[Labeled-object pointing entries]
"""
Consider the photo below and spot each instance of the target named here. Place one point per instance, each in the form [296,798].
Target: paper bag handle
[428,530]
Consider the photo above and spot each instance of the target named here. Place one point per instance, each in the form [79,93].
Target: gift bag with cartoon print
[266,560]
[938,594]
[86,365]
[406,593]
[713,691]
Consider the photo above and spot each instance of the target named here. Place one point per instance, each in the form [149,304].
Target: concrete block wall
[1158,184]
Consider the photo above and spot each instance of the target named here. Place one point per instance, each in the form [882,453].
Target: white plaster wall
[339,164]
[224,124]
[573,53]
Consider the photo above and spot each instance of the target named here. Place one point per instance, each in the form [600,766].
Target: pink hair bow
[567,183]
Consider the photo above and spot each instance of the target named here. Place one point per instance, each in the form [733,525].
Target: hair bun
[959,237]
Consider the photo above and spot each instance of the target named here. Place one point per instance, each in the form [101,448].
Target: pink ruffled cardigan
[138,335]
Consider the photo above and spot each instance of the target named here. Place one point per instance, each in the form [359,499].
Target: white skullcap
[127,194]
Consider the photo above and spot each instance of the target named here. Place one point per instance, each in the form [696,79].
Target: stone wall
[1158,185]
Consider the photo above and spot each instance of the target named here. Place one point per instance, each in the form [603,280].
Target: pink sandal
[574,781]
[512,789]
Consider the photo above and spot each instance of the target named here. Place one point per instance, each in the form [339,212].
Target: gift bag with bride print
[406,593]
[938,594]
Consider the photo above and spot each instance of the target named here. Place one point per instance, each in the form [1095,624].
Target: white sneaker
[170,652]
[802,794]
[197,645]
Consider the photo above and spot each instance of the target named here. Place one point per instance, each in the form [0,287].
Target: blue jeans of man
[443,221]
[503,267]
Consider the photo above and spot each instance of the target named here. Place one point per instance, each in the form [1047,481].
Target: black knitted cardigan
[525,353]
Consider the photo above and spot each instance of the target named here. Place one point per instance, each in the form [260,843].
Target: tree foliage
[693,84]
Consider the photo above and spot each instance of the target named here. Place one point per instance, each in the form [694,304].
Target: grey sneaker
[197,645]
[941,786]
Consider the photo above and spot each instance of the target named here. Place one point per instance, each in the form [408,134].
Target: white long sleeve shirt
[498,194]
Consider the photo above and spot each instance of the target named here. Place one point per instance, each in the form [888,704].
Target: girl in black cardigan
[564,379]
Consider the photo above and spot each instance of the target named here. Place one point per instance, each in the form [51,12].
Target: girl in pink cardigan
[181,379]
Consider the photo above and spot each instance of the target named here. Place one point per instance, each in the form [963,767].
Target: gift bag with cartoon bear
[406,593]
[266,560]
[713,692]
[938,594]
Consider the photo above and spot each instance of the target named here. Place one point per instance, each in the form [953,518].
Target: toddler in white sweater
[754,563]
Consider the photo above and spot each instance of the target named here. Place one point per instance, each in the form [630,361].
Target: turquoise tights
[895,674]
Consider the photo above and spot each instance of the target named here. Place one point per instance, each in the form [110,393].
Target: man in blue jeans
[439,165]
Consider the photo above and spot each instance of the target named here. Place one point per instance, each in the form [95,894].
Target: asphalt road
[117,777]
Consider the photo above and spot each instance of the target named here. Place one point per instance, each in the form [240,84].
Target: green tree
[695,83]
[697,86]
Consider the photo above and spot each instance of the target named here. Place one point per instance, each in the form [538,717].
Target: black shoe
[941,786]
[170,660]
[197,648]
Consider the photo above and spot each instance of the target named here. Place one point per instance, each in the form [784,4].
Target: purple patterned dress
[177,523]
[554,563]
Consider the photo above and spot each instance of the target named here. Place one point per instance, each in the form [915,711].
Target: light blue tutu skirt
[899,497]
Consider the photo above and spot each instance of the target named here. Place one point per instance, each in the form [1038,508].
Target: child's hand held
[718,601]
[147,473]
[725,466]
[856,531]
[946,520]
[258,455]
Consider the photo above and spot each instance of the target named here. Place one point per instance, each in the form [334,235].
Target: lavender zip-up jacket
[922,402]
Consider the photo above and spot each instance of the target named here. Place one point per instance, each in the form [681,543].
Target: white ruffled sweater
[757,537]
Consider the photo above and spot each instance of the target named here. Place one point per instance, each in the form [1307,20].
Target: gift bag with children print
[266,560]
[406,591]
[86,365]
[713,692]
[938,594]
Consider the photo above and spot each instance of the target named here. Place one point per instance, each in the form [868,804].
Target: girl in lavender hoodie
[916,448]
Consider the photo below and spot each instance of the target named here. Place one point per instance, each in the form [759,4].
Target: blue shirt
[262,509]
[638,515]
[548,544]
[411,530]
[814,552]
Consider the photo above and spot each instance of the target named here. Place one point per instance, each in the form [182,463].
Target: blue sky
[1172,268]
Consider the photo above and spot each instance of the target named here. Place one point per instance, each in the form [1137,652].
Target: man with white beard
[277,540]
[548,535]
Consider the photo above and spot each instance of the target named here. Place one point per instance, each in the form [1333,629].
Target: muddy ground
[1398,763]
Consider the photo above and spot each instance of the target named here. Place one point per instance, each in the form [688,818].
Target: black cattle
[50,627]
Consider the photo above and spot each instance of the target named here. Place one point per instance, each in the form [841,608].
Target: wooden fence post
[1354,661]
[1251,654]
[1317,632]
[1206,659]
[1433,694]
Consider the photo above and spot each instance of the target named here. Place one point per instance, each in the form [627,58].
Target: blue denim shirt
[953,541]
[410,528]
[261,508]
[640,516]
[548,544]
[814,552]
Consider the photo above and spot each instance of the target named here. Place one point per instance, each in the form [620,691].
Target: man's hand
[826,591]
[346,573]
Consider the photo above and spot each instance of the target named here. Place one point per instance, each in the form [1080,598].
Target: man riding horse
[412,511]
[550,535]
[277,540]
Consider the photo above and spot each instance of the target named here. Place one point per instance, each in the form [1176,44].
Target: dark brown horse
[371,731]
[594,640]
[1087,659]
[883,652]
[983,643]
"""
[Written instruction] Exactly reproduce the lines that run from the line with "the form [627,58]." through the last line of the records, inclusive.

[Solved exercise]
Consider the photo above and spot each instance of the target named here. Place one point per instance, each in the form [627,58].
Target: blue denim shirt
[953,541]
[410,528]
[261,508]
[640,516]
[548,544]
[814,552]
Consider the photo above and spot each instance of the target named here. Place one point per instance, each in the form [620,691].
Target: man's hand
[826,591]
[346,573]
Consider the photo above and spot each instance of the target named here. Place one point per instance, each in the form [1080,598].
Target: man riding horse
[412,511]
[550,535]
[277,540]
Consider the photo above and spot each instance of the target named here. Place one point per instance, each in the form [1176,44].
Target: dark brown horse
[371,731]
[594,640]
[1087,659]
[883,652]
[983,643]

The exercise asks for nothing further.